_SOURCE DOCUMENT_
Coming this spring is a very special gift for Imagine Optic’s 25th birthday: the HASO gets a 16-fold phase-point resolution enhancement by combining Shack-Hartmann technology with a phase retrieval algorithm applied at microlens scale. Developed from the designs of our HASO4 Broadband and HASO4 126 VIS, the HASO LIFT 272 high-resolution and LIFT 680 ultra-high resolution wavefront sensors will perform on par with their counterparts in every aspect, and they will also be able to reach 272 x 200 and 680 x 504 phase-point resolution, respectively.
Applications that will benefit from these new sensors range from complex optical systems to freeforms and metasurfaces, but not only these; the sensors’ versatility means that many optical scientists and engineers will be able to take advantage of their superb accuracy.
The only 680×504 Phase-Points Resolution Alignment-Free Wavefront Sensor
Providing outstanding performance, the HASO wavefront sensor family is used worldwide in the most demanding applications in optical metrology, industrial control, microscopy and laser diagnostics. Developed from the design of HASO4 126 VIS, the HASO LIFT 680 ultra-high resolution wavefront sensor is as powerful as its counterpart in terms of accuracy and dynamic range, while offering an unequaled resolution of 680 x 504 phase points. This allows the HASO LIFT 680 to provide high-level of performance for applications requiring high accuracy, high dynamic range and high spatial resolution.

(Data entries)
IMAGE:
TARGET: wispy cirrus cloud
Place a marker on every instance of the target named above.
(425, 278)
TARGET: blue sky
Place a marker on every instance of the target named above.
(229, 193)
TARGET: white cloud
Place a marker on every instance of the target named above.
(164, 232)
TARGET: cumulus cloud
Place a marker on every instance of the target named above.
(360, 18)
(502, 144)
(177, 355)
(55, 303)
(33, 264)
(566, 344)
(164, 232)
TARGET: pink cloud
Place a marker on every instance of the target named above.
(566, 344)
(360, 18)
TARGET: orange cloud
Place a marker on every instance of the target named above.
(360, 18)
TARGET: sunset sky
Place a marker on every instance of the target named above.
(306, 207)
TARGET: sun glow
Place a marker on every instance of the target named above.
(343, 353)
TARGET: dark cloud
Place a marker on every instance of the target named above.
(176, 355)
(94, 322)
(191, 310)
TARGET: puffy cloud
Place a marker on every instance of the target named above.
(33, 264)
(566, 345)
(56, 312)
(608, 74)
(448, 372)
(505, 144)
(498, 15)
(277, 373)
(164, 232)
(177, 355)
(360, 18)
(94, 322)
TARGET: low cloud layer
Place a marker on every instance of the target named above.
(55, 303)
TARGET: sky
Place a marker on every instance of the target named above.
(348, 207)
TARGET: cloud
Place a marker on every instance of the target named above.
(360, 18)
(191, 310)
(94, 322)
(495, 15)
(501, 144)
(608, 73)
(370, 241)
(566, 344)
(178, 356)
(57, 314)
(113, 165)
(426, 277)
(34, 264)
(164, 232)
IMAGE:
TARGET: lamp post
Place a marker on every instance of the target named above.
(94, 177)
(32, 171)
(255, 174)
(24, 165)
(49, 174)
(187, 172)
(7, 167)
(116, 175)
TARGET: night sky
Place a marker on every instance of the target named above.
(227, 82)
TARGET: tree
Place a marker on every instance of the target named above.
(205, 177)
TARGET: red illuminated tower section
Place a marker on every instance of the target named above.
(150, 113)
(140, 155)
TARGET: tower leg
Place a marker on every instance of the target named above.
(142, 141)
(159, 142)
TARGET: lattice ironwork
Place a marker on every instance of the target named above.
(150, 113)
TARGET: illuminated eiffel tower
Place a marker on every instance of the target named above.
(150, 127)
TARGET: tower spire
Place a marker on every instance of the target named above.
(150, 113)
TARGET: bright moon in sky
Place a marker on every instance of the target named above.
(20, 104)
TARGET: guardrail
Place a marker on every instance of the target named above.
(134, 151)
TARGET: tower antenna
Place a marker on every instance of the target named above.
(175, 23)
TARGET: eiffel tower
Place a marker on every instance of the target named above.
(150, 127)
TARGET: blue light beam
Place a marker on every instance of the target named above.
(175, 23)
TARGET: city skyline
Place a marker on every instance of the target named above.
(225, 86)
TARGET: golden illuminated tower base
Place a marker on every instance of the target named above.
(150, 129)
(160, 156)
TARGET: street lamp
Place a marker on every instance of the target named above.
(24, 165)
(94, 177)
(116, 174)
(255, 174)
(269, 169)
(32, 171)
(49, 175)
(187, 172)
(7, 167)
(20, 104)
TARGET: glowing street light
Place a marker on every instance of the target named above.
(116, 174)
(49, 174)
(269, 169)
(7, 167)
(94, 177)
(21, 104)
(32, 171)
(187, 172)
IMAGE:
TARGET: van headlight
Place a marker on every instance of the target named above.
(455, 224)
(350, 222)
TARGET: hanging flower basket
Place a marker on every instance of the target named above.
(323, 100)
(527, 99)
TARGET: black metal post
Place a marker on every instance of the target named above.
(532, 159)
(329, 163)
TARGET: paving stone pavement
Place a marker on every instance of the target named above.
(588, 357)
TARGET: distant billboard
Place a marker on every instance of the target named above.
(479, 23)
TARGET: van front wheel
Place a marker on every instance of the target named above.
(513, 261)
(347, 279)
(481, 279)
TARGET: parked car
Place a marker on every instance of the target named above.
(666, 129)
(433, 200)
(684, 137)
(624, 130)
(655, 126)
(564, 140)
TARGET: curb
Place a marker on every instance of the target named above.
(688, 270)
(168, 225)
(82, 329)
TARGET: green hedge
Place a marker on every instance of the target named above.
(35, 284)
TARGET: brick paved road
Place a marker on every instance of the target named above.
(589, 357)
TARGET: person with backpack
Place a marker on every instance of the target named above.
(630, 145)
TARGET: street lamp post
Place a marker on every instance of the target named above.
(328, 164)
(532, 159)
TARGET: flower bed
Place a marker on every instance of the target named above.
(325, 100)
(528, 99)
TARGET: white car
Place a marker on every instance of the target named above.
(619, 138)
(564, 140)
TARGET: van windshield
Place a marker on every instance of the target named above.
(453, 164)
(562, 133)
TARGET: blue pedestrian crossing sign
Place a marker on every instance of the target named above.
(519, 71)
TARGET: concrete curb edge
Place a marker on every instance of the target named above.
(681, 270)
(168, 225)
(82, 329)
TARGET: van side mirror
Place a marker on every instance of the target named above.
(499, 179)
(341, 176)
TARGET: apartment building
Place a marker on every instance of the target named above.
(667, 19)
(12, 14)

_QUESTIONS TO ANSWER_
1. Answer these questions using the wavefront sensor text.
(a) Which birthday of Imagine Optic is the new sensor called a gift for?
(b) From which design was the HASO LIFT 680 developed?
(c) What phase-point resolution can the HASO LIFT 272 reach?
2. Name all the application fields that the wavefront sensor text says the HASO wavefront sensor family is used in worldwide.
3. Transcribe word for word the part of the wavefront sensor text running from "Coming this spring" down to "their superb accuracy.".

_ANSWERS TO THE TASKS_
1.
(a) Its 25th birthday.
(b) The HASO4 126 VIS.
(c) 272 x 200.

2.
- Optical metrology
- Industrial control
- Microscopy
- Laser diagnostics

3.
Coming this spring is a very special gift for Imagine Optic’s 25th birthday: the HASO gets a 16-fold phase-point resolution enhancement by combining Shack-Hartmann technology with a phase retrieval algorithm applied at microlens scale. Developed from the designs of our HASO4 Broadband and HASO4 126 VIS, the HASO LIFT 272 high-resolution and LIFT 680 ultra-high resolution wavefront sensors will perform on par with their counterparts in every aspect, and they will also be able to reach 272 x 200 and 680 x 504 phase-point resolution, respectively.
Applications that will benefit from these new sensors range from complex optical systems to freeforms and metasurfaces, but not only these; the sensors’ versatility means that many optical scientists and engineers will be able to take advantage of their superb accuracy.